**Testo fornito:**
La risposta, infatti, non ha tardato ad arrivare. L’Europarlamento, con la risoluzione del 21 gennaio 2021, ha (bacchettato e) invitato il Consiglio e la Commissione a rafforzare l’elenco utilizzando criteri di inserimento più rigorosi e imparziali.
Ma cos’è la black list europea?
La lista dei paesi black list (detti anche paradisi fiscali) è un elenco di nazioni, non appartenenti all’Unione europea, in cui vige un regime fiscale “privilegiato”, ossia un regime caratterizzato da una tassazione molto bassa oppure nulla, nonché l’assenza di un meccanismo che garantisca lo scambio di informazioni fiscali con altri Paesi. L’Unione europea ha adottato il suo primo elenco di giurisdizioni non cooperative a fini fiscali (contenente 17 Paesi extra Ue) il 5 dicembre 2017, modificandolo ben 12 volte sulla base dei seguenti tre criteri: trasparenza fiscale, equità fiscale e attuazione delle norme minime dell’Ocse in materia di Beps.

**Compiti ed esercizi:**
a – Riporta il passo del testo sulla black list europea compreso tra "La risposta, infatti, non" e "black list europea?", estremi inclusi.
b – Le seguenti affermazioni concordano con il testo sulla black list europea? Per ciascuna rispondi sì o no e cita le parole del testo che lo stabiliscono.
(i) Il primo elenco dell'Unione europea conteneva 17 Paesi extra Ue.
(ii) La risoluzione dell'Europarlamento citata è del 21 gennaio 2021.
(iii) L'elenco è stato modificato cinque volte.
c – Prosegui il testo sulla black list europea dal punto in cui si interrompe.

**Elenco dei dati:**
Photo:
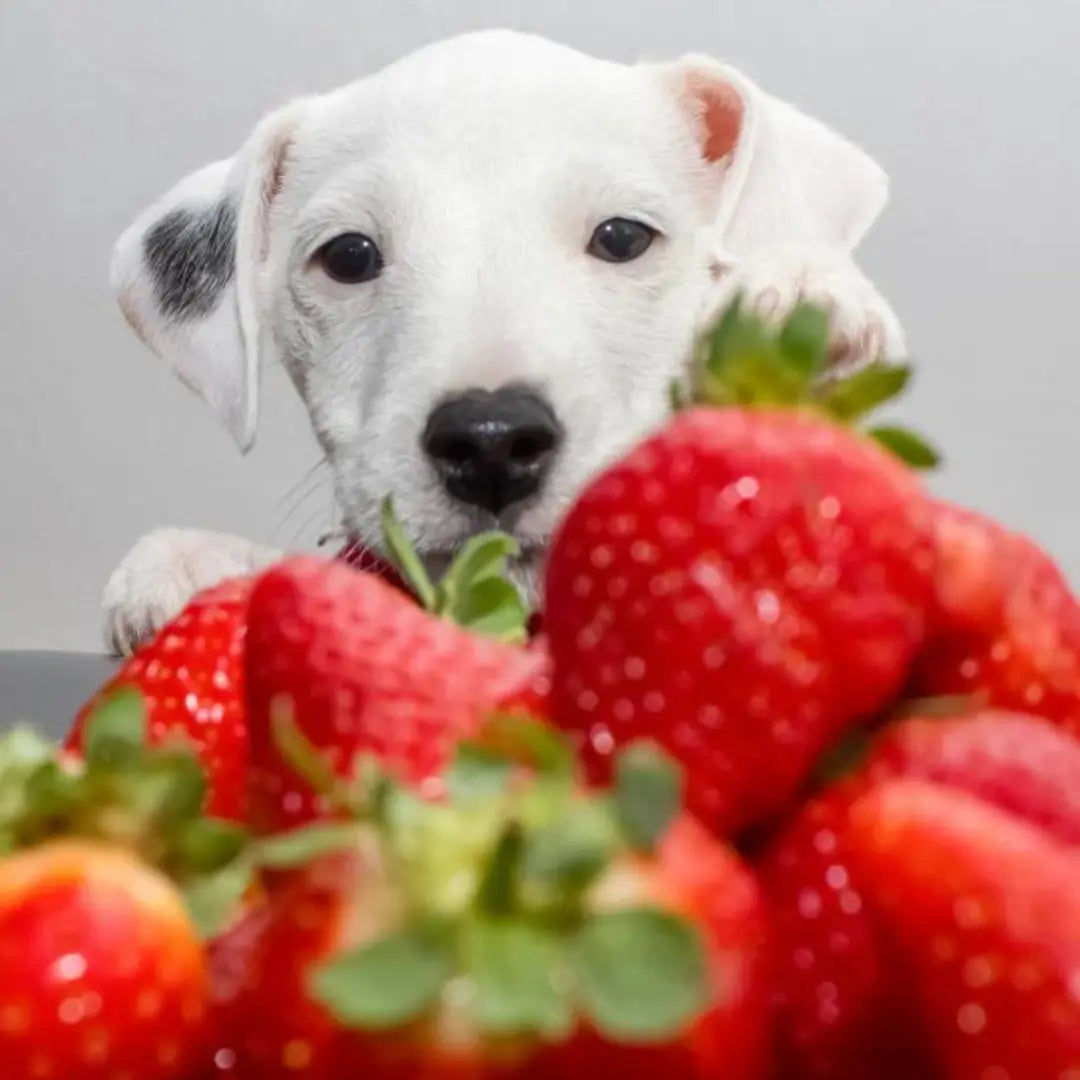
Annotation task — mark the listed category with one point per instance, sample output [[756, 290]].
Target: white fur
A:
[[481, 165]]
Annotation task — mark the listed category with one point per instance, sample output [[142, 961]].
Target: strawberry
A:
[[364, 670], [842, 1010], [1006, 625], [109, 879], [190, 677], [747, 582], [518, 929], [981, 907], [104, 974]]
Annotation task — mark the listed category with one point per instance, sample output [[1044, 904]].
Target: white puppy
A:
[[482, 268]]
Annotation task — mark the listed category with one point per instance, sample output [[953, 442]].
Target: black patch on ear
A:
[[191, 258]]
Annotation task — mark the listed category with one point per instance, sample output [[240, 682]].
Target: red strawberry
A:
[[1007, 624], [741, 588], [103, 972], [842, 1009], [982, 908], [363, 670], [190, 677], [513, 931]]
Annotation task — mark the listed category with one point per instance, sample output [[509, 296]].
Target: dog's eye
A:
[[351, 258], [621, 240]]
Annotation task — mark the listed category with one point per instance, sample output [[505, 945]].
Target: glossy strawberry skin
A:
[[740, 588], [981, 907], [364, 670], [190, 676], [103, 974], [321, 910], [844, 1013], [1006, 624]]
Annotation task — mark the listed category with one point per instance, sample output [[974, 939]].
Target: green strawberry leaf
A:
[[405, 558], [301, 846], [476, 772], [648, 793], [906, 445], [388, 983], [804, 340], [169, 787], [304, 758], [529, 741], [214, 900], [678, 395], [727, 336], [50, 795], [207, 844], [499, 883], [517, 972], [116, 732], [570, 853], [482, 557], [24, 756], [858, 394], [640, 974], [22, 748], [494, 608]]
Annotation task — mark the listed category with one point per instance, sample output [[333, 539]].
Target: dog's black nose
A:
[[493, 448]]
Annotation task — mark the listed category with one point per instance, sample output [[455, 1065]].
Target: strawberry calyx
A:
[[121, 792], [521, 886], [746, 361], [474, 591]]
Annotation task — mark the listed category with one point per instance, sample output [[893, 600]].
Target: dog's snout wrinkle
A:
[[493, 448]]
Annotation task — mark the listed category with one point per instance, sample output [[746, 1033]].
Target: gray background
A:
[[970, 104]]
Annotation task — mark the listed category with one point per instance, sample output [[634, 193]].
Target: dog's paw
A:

**Soluzioni per compito:**
a –
La risposta, infatti, non ha tardato ad arrivare. L’Europarlamento, con la risoluzione del 21 gennaio 2021, ha (bacchettato e) invitato il Consiglio e la Commissione a rafforzare l’elenco utilizzando criteri di inserimento più rigorosi e imparziali.
Ma cos’è la black list europea?

b –
(i) Sì: «contenente 17 Paesi extra Ue».
(ii) Sì: «con la risoluzione del 21 gennaio 2021».
(iii) No: «modificandolo ben 12 volte».

c –
La redazione di questo elenco si è resa necessaria considerato che l’esistenza di queste giurisdizioni comporta gravi perdite finanziarie per l’Unione, il che sottrae risorse ai bilanci nazionali e ostacola la capacità dei governi. Ogni anno, infatti, il costo dell’elusione dell’imposta sulle società è stimato in 500 miliardi di dollari, come emerge da uno studio condotto dai ricercatori del Fondo monetario internazionale (Fmi) e pubblicato nel 2016. Attenzione, lo scopo dell’elenco non è quello di fomentare una caccia alle streghe, stigmatizzando queste nazioni, ma di incoraggiare un cambiamento positivo nelle rispettive legislazioni e prassi fiscali attraverso la cooperazione.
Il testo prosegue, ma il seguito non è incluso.